### DATA EXCERPTS:
- - -

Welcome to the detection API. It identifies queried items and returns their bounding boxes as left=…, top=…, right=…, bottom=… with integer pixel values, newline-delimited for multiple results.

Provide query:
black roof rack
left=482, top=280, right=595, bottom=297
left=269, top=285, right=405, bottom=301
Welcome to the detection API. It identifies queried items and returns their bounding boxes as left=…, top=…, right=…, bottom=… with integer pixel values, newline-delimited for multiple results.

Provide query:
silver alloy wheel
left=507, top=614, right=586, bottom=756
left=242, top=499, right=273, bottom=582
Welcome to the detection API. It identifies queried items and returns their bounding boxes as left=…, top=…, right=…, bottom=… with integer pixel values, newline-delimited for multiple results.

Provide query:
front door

- - -

### SET EXERCISE:
Rescale the stretch from the start of the items through the line containing "left=269, top=285, right=405, bottom=301" by writing out every line in full. Multiply each bounding-box coordinate in the answers by 0.45 and round it to a whole number with halves rounded up, and leave all other text unchanged.

### EXERCISE ANSWER:
Welcome to the detection API. It identifies queried items and returns their bounding boxes as left=…, top=…, right=…, bottom=… with integer pixel values, newline-delimited for multiple results.

Provide query:
black roof rack
left=217, top=126, right=268, bottom=134
left=121, top=128, right=182, bottom=135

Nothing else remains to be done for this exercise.